Saved entries:
=======

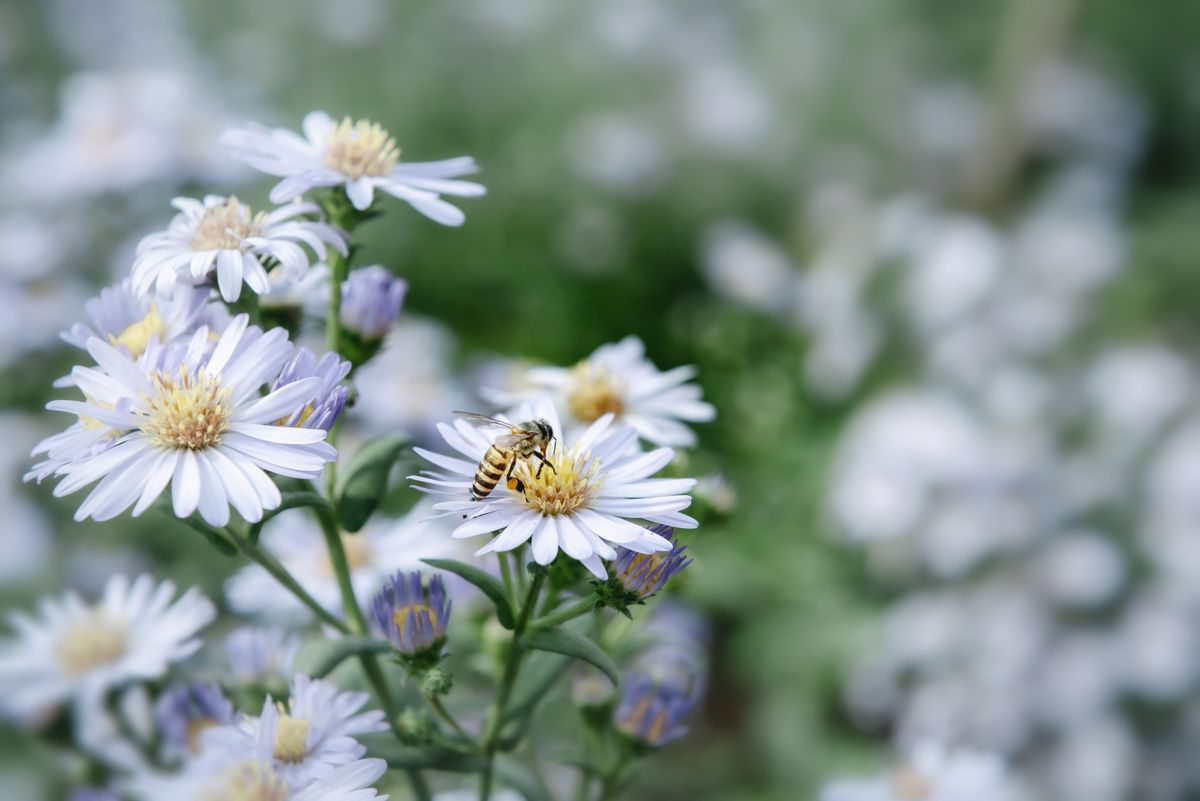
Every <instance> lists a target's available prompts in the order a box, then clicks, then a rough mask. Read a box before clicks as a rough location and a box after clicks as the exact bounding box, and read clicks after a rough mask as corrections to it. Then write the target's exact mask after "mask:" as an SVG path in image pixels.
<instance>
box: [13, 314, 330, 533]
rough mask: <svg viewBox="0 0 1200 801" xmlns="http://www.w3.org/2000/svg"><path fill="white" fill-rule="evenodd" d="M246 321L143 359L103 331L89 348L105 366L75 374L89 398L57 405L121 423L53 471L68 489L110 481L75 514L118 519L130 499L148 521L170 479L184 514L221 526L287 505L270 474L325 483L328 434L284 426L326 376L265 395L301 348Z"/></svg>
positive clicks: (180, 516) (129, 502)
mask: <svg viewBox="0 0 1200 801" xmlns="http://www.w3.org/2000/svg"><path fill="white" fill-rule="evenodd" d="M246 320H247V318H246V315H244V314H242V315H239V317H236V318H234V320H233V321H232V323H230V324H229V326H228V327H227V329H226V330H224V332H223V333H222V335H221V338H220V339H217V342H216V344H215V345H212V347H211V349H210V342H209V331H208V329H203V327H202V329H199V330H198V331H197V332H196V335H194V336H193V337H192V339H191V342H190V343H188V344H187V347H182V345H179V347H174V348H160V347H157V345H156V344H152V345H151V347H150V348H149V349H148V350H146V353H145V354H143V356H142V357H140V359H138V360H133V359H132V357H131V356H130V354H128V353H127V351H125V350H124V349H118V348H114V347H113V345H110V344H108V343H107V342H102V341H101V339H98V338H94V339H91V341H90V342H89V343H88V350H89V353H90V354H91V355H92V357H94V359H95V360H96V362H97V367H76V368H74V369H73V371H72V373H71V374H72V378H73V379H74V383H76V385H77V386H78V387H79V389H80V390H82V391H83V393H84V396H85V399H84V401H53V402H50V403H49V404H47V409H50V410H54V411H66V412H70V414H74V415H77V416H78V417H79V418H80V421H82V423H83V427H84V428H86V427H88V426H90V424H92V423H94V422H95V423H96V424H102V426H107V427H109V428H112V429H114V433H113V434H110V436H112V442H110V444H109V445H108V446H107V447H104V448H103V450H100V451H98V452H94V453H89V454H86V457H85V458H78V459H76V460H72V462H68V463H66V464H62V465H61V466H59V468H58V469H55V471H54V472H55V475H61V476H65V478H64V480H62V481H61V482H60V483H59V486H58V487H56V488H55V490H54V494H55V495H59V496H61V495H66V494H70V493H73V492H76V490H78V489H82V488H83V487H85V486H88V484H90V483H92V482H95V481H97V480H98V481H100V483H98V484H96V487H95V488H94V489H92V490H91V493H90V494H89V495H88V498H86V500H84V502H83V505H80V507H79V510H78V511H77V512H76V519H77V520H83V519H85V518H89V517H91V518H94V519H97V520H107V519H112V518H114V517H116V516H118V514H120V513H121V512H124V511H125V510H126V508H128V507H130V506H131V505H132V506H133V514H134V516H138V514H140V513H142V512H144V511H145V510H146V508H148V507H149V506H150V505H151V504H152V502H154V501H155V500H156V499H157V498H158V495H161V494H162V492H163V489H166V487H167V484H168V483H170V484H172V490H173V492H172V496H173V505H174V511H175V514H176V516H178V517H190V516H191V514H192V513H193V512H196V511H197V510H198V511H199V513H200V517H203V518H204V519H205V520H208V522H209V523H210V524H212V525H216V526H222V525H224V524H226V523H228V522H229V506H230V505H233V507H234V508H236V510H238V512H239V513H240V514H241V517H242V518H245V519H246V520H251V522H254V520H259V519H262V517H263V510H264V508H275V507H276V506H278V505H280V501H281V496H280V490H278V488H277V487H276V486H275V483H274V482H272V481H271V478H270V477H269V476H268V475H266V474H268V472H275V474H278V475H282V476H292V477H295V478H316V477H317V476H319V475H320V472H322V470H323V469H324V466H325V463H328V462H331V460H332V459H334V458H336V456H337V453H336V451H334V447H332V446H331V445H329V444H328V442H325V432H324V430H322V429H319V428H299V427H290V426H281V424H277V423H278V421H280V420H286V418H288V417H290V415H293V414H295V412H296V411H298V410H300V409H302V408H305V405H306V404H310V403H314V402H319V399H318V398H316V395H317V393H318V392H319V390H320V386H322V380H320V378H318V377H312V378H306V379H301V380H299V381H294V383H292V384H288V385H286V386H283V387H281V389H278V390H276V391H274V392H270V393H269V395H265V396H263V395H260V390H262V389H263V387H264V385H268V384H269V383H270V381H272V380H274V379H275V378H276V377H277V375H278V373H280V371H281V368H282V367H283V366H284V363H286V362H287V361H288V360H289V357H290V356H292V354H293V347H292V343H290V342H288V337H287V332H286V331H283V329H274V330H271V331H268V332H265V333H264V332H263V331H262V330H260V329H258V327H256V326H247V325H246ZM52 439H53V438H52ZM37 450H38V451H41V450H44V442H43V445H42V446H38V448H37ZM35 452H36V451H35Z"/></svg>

=======

Problem statement: Extract every line of the items above verbatim, leaving out the pictures.

Solution for this exercise:
Every <instance> lists a target's available prompts in the order a box, then clicks, then a rough mask. Read a box before clicks as a rough location and a box after clicks as the exact bounding box, and read clicks after a rough mask as corrections to it. Then write the target's exact mask after "mask:" as an SVG path in image pixels.
<instance>
box: [13, 314, 330, 533]
rough mask: <svg viewBox="0 0 1200 801" xmlns="http://www.w3.org/2000/svg"><path fill="white" fill-rule="evenodd" d="M246 321L143 359L103 331L89 348L105 366L75 374L89 398L57 405L121 423L53 471L68 489L110 481L75 514L118 519L130 499L148 521L170 479L184 514L221 526L287 505L270 474L325 483L328 434L284 426L326 376L265 395L301 348Z"/></svg>
positive clicks: (180, 516) (129, 502)
mask: <svg viewBox="0 0 1200 801" xmlns="http://www.w3.org/2000/svg"><path fill="white" fill-rule="evenodd" d="M246 320H247V318H246V315H244V314H242V315H239V317H236V318H234V320H233V321H232V323H230V324H229V326H228V327H227V329H226V330H224V332H223V333H222V335H221V338H220V339H217V342H216V344H215V345H212V347H211V349H210V342H209V331H208V329H203V327H202V329H199V330H198V331H197V332H196V335H194V336H193V337H192V339H191V342H190V343H188V344H187V347H182V345H179V347H174V348H160V347H157V345H156V344H152V345H151V347H150V348H149V349H148V350H146V353H145V354H143V356H142V357H140V359H138V360H133V359H132V357H131V356H130V354H128V353H127V351H125V350H124V349H118V348H114V347H113V345H110V344H108V343H107V342H102V341H101V339H98V338H94V339H91V341H90V342H89V343H88V350H89V353H90V354H91V355H92V357H94V359H95V360H96V362H97V367H76V368H74V369H73V371H72V373H71V374H72V378H73V379H74V383H76V385H77V386H78V387H79V389H80V390H82V391H83V393H84V396H85V399H84V401H53V402H50V403H49V404H47V409H50V410H54V411H66V412H70V414H74V415H77V416H78V417H79V418H80V421H82V423H83V427H84V428H86V427H88V426H90V424H92V423H94V422H95V423H96V424H102V426H107V427H109V428H112V429H114V433H113V434H110V436H112V442H110V444H109V445H108V446H107V447H104V448H103V450H100V451H98V452H94V453H89V454H86V457H85V458H78V459H76V460H72V462H68V463H66V464H62V465H61V466H59V468H58V469H55V471H54V472H55V475H61V476H65V478H64V480H62V481H61V482H60V483H59V486H58V487H56V488H55V490H54V494H55V495H59V496H61V495H66V494H70V493H73V492H76V490H78V489H82V488H83V487H85V486H88V484H90V483H92V482H95V481H97V480H98V481H100V483H98V484H96V487H95V488H94V489H92V490H91V493H90V494H89V495H88V498H86V500H84V502H83V505H80V507H79V510H78V511H77V512H76V519H77V520H83V519H85V518H89V517H91V518H94V519H97V520H107V519H112V518H114V517H116V516H118V514H120V513H121V512H124V511H125V510H126V508H128V507H130V506H131V505H132V506H133V514H134V516H138V514H140V513H142V512H144V511H145V510H146V508H148V507H149V506H150V505H151V504H152V502H154V501H155V500H156V499H157V498H158V495H161V494H162V492H163V489H166V487H167V484H168V483H170V484H172V490H173V492H172V496H173V505H174V511H175V514H176V516H178V517H190V516H191V514H192V513H193V512H196V511H197V510H198V511H199V513H200V517H203V518H204V519H205V520H208V522H209V523H210V524H212V525H216V526H222V525H224V524H226V523H228V522H229V506H230V505H233V507H234V508H236V510H238V512H239V513H240V514H241V517H242V518H245V519H246V520H251V522H254V520H259V519H262V517H263V510H264V508H275V507H276V506H278V505H280V501H281V496H280V490H278V488H277V487H276V486H275V483H274V482H272V481H271V478H270V477H269V476H268V475H266V474H268V472H275V474H278V475H282V476H292V477H295V478H316V477H317V476H319V475H320V472H322V470H323V469H324V466H325V463H328V462H331V460H332V459H334V458H336V456H337V453H336V451H334V447H332V446H331V445H329V444H328V442H325V432H324V430H322V429H319V428H299V427H290V426H281V424H277V423H278V421H280V420H286V418H288V417H290V415H293V414H295V412H296V411H298V410H300V409H302V408H305V405H306V404H310V403H314V402H319V399H318V398H316V395H317V393H318V392H319V390H320V386H322V380H320V378H318V377H312V378H306V379H301V380H299V381H294V383H292V384H288V385H286V386H283V387H281V389H278V390H276V391H274V392H270V393H269V395H265V396H263V395H260V390H262V389H263V387H264V385H268V384H269V383H270V381H272V380H274V379H275V378H276V377H277V375H278V373H280V371H281V368H282V367H283V366H284V363H286V362H287V361H288V360H289V357H290V356H292V354H293V347H292V343H290V342H288V337H287V332H286V331H283V329H274V330H271V331H268V332H265V333H264V332H263V331H262V330H260V329H258V327H256V326H247V325H246ZM52 439H53V438H52ZM37 450H38V451H41V450H44V442H43V445H42V446H38V448H37ZM35 452H36V451H35Z"/></svg>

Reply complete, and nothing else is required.